Stated exercise A
Answer each question from the Isaiah 43:10 article.
(i) Which verse is quoted in the King James Version?
(ii) Which translation is identified by its abbreviation under "Other translation(s)"?
(iii) Which two LDS doctrines do critics use the verse against?
Stated exercise B
Rewrite the Isaiah 43:10 article between "Ye are my witnesses, saith" and "called a god.", inclusive, renaming every "witnesses" as "heralds".

Document extract

☆ ☆ ☆

The context of this passage makes it clear that the issue being addressed is not one of general theology but rather a very specific and practical command to recognize YHWH as Israel's only god and the only god to be worshiped

This is a FAIR Wiki scripture article. It discusses scriptures commonly used by those who attack the Church, as well as references to other FAIR Wiki articles that discuss the issues raised by the critics. For other scriptures, please see the Scripture index.

King James Version

Ye are my witnesses, saith the LORD, and my servant whom I have chosen: that ye may know and believe me, and understand that I am he: before me there was no God formed, neither shall there be after me. Isaiah 43:10

Other translation(s)

"You are my witnesses," declares the LORD, "and my servant whom I have chosen, so that you may know and believe me and understand that I am he. Before me no god was formed, nor will there be one after me. (NIV)

Use or misuse by Church critics

This verse is used as a proof-text by critics of the LDS doctrines of the plurality of gods and the deification of man. It is claimed that this verse proves that there never has been or ever will be another being who could properly be called a god.

☆ ☆ ☆

Stored data
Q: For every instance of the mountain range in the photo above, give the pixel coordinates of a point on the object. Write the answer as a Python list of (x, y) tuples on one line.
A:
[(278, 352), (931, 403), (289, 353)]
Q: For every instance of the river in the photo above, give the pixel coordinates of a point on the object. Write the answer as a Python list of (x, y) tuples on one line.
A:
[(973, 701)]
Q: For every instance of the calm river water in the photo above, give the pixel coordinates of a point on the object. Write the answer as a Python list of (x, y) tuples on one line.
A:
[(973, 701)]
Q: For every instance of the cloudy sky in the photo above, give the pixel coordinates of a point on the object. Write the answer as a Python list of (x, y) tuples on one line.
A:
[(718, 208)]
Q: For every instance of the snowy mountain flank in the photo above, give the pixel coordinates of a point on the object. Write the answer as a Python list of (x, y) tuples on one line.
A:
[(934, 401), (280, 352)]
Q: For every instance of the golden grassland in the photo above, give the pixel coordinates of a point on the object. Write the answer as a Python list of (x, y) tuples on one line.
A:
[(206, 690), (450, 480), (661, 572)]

☆ ☆ ☆

Exercise solution A
(i) Isaiah 43:10
(ii) NIV
(iii) The plurality of gods and the deification of man

Exercise solution B
Ye are my heralds, saith the LORD, and my servant whom I have chosen: that ye may know and believe me, and understand that I am he: before me there was no God formed, neither shall there be after me. Isaiah 43:10

Other translation(s)

"You are my heralds," declares the LORD, "and my servant whom I have chosen, so that you may know and believe me and understand that I am he. Before me no god was formed, nor will there be one after me. (NIV)

Use or misuse by Church critics

This verse is used as a proof-text by critics of the LDS doctrines of the plurality of gods and the deification of man. It is claimed that this verse proves that there never has been or ever will be another being who could properly be called a god.